O futebol francês pode ter perdido um jogador de futebol que, na definição do próprio personagem desta matéria, Jean Thomas Bernardini, mesclaria o comportamento intempestivo de Romário com o estilo clássico de Toninho Cerezzo, meio campista da Seleção Brasileira de 1982. Em compensação, o cinema brasileiro ganhou uma distribuidora importante, a Imovision, e o complexo de salas Reserva Cultural, na Avenida Paulista, habitualmente eleito pela crítica especializada como o de melhor programação cinematográfica da cidade de São Paulo. O que uma coisa se liga na outra? Simples: quem pilota ambos os empreendimentos é o “ex-boleiro” Bernardini, este francês que desembarcou no Brasil trinta anos atrás e nunca mais saiu.

Com a desativação em março passado do cultuado Belas Artes, o Reserva Cultural passou a ser um dos raros templos na cidade a exibir aquilo que se convencionou chamar de filme de arte - produções de conteúdo reflexivo, normalmente de baixo orçamento e quase sempre de público restrito. Um arco que vai do cinema iraniano a Woody Allen. “Os fechamentos dos cines Belas Artes, Gemini (2010) e Top Cine (2006) são notícias que entristecem qualquer um que valoriza a sétima arte”, lamenta ele, que inaugurou as suas quatro salas de exibição em 2005. Desde então, o público cinéfilo que marca presença ali cresce em média 12% ao ano.  

Bernardini, no fundo, não estranha a descontinuidade de espaços dedicados ao cinema alternativo. A cultura, observa, deixou de ser prioridade no mundo de hoje e o jovem tem preferido barzinhos e baladas. “Na distribuidora, eu adquiria filmes ousados e avançados que, ao serem lançados, permaneciam semanas em cartaz. Agora, não há demanda de público para longas temporadas”, compara. “Quem tem mais fôlego para resistir são as grandes produções. Até na França, de cultura cinematográfica mais consolidada, houve um rebaixamento cultural.”

:: QUESTÕES PROPOSTAS ::
(1) Reescreva o trecho do texto sobre Jean Thomas Bernardini começando nas palavras "O futebol francês" e parando após "nunca mais saiu.", renomeando "ex-boleiro" para "ex-jogador".
(2) Liste todos os cinemas cujo fechamento é mencionado no texto sobre Jean Thomas Bernardini.
(3) Traduza para o inglês esta frase do texto sobre Jean Thomas Bernardini: "Um arco que vai do cinema iraniano a Woody Allen."

:: MATERIAL DE CONSULTA ::
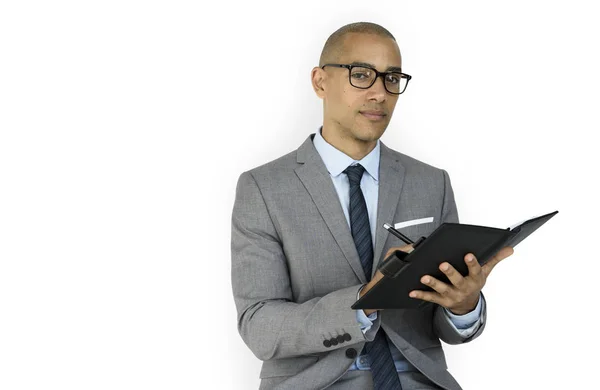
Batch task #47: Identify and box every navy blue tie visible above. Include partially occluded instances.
[344,164,402,390]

:: RESPOSTAS ESPERADAS ::
(1)
O futebol francês pode ter perdido um jogador de futebol que, na definição do próprio personagem desta matéria, Jean Thomas Bernardini, mesclaria o comportamento intempestivo de Romário com o estilo clássico de Toninho Cerezzo, meio campista da Seleção Brasileira de 1982. Em compensação, o cinema brasileiro ganhou uma distribuidora importante, a Imovision, e o complexo de salas Reserva Cultural, na Avenida Paulista, habitualmente eleito pela crítica especializada como o de melhor programação cinematográfica da cidade de São Paulo. O que uma coisa se liga na outra? Simples: quem pilota ambos os empreendimentos é o “ex-jogador” Bernardini, este francês que desembarcou no Brasil trinta anos atrás e nunca mais saiu.

(2) Belas Artes; Gemini; Top Cine

(3) An arc that runs from Iranian cinema to Woody Allen.